__Requirement__:
Write out the records word for word, from the line with "Return one point per instance of the dog's ear" up to and including the line with "[(660, 138)]".
———
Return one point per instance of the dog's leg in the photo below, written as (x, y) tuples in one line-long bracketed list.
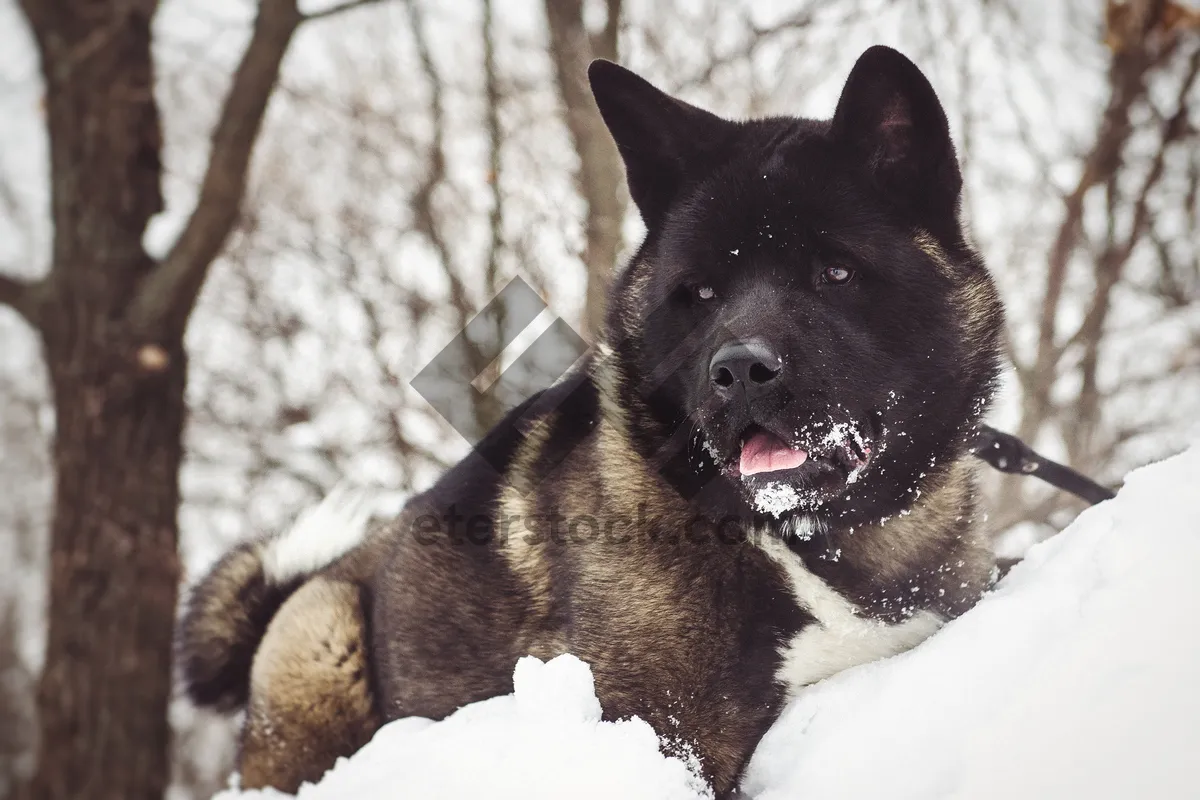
[(310, 690)]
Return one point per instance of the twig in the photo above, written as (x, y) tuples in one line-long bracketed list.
[(337, 10)]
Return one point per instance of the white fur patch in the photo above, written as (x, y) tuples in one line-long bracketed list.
[(319, 535), (843, 636)]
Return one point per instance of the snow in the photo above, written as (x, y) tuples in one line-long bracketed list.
[(545, 740), (775, 499), (1074, 678)]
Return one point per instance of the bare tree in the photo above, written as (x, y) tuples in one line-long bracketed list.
[(599, 178), (112, 322)]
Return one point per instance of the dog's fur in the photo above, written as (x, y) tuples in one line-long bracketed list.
[(607, 516)]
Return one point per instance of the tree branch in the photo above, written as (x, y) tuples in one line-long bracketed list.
[(166, 295), (339, 8)]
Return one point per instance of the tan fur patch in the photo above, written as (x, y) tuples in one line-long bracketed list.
[(310, 698), (929, 246)]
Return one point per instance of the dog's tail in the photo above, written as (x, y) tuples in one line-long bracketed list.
[(228, 611)]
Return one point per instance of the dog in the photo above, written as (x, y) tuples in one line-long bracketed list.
[(757, 477)]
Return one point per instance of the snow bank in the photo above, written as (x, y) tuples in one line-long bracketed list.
[(545, 740), (1079, 677)]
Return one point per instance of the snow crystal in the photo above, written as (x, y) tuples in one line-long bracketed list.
[(775, 499)]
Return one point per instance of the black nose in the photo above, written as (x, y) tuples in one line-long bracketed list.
[(753, 362)]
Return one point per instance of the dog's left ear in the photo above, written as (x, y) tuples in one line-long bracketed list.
[(661, 139), (891, 120)]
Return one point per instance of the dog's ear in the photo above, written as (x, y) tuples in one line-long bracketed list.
[(660, 138), (892, 122)]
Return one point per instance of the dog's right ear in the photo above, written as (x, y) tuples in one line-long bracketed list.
[(660, 138)]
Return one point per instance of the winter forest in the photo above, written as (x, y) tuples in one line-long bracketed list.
[(232, 233)]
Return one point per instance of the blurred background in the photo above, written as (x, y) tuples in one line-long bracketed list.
[(414, 156)]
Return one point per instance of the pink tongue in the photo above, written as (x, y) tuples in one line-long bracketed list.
[(763, 452)]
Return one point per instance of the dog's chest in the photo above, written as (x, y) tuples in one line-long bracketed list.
[(841, 635)]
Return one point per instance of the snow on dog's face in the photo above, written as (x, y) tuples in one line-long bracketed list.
[(804, 323)]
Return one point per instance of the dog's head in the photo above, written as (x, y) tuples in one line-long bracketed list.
[(804, 330)]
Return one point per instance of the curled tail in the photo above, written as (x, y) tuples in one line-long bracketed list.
[(228, 611)]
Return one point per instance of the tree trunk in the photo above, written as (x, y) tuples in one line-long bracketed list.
[(114, 567), (112, 322), (600, 176)]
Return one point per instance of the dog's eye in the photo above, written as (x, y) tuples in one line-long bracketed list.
[(837, 275)]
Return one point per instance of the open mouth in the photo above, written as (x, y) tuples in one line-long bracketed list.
[(841, 449)]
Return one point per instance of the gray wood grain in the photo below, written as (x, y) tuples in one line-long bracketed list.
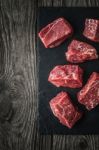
[(19, 80)]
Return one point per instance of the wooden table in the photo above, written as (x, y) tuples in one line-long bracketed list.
[(19, 80)]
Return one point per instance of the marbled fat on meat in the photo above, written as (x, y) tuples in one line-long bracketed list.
[(79, 52), (64, 110), (91, 30), (66, 76), (89, 94)]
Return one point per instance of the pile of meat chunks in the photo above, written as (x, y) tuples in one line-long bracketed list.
[(71, 75)]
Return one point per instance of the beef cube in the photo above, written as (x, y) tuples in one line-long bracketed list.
[(91, 30), (89, 94), (64, 110), (80, 52), (55, 33), (66, 76)]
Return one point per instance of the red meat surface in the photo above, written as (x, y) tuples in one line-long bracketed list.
[(91, 30), (55, 33), (80, 52), (64, 110), (89, 94), (66, 76)]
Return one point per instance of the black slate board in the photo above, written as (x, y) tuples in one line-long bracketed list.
[(49, 58)]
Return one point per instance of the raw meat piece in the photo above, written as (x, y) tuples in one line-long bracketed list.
[(89, 95), (64, 110), (80, 51), (91, 30), (66, 76), (55, 33)]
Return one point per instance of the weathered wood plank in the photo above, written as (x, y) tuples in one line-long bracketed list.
[(88, 142), (19, 80)]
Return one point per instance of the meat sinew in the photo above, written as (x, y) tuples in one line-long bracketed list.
[(91, 30), (80, 52), (64, 110), (66, 76), (55, 33), (89, 95)]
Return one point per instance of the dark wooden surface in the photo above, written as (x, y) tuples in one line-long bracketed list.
[(19, 80)]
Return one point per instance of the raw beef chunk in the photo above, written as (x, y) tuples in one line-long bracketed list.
[(80, 51), (66, 76), (55, 33), (91, 30), (64, 110), (89, 95)]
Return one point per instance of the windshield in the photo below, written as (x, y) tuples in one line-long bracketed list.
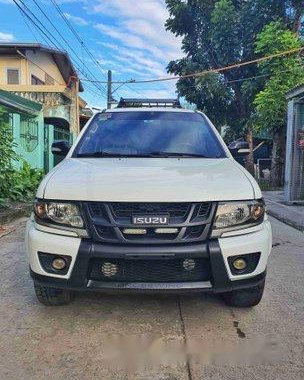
[(149, 134)]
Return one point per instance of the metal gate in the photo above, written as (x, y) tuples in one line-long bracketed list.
[(61, 134), (294, 178), (51, 134)]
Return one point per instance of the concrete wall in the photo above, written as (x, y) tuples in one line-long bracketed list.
[(38, 64)]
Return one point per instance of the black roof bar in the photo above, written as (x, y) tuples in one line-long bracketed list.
[(149, 103)]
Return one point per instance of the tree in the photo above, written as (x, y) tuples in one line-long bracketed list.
[(7, 155), (218, 33), (270, 103)]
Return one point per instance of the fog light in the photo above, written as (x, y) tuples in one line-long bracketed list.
[(189, 264), (59, 263), (239, 264), (109, 269)]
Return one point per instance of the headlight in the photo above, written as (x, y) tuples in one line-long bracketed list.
[(238, 215), (62, 214)]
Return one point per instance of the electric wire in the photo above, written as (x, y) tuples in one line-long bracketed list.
[(216, 70), (53, 44)]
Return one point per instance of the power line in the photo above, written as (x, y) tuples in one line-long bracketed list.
[(216, 70), (33, 22), (77, 36), (67, 43), (53, 44), (247, 79)]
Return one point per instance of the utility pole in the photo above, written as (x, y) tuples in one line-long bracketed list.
[(109, 94)]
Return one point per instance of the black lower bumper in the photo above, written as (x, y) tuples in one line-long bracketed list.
[(80, 279)]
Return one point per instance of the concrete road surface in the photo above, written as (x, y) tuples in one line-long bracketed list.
[(154, 337)]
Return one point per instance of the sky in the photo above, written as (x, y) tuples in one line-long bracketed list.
[(126, 36)]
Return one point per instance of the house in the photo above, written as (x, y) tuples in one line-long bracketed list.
[(32, 137), (46, 76), (294, 164)]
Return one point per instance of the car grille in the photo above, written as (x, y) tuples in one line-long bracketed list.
[(153, 270), (108, 222), (126, 210)]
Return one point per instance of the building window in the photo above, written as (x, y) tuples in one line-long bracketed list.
[(36, 81), (12, 76), (48, 79)]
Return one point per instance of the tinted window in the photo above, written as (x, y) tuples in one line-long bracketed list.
[(144, 133)]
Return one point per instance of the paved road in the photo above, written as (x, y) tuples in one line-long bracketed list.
[(75, 341)]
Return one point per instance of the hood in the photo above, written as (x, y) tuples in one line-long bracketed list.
[(147, 180)]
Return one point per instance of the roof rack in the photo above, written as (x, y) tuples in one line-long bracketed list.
[(149, 103)]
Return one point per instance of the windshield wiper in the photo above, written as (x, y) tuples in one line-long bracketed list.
[(176, 154), (109, 154)]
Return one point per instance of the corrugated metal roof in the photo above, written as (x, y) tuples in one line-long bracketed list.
[(61, 57), (19, 104)]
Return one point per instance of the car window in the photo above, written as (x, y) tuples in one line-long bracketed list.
[(145, 133)]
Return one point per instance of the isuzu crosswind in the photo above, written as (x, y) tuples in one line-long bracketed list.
[(149, 198)]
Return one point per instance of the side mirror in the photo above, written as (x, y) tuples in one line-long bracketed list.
[(60, 147), (239, 148)]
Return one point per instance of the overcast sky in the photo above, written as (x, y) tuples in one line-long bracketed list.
[(127, 36)]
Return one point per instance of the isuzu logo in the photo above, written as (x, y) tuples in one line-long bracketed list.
[(150, 220)]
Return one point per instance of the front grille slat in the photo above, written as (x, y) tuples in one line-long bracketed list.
[(108, 220), (126, 210), (153, 270)]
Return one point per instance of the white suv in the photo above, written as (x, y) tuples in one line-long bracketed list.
[(149, 199)]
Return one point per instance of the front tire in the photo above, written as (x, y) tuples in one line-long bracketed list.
[(52, 296), (245, 297)]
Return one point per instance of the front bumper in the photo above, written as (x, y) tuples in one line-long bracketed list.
[(216, 251)]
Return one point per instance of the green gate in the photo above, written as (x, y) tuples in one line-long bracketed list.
[(51, 134)]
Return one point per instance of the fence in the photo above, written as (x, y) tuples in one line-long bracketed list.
[(294, 178), (33, 140)]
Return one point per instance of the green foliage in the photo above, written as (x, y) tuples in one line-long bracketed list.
[(7, 154), (14, 184), (284, 74), (221, 32), (26, 181)]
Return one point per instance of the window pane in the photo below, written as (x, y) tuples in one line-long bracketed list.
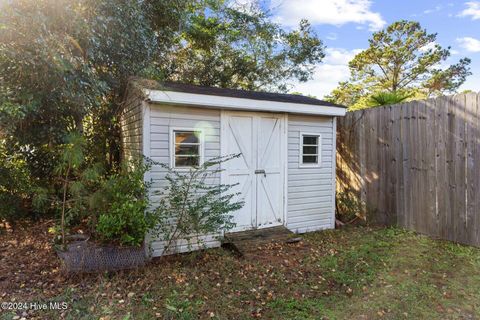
———
__Solution to this exercise__:
Return one point per instance of the dog's ear in the photo above, written as (x, y) tuples in one line-long bracketed list.
[(660, 138), (892, 122)]
Return one point per instance of the dog's right ear in the photo above, written as (x, y) tuples in one line-long bracketed list.
[(660, 138)]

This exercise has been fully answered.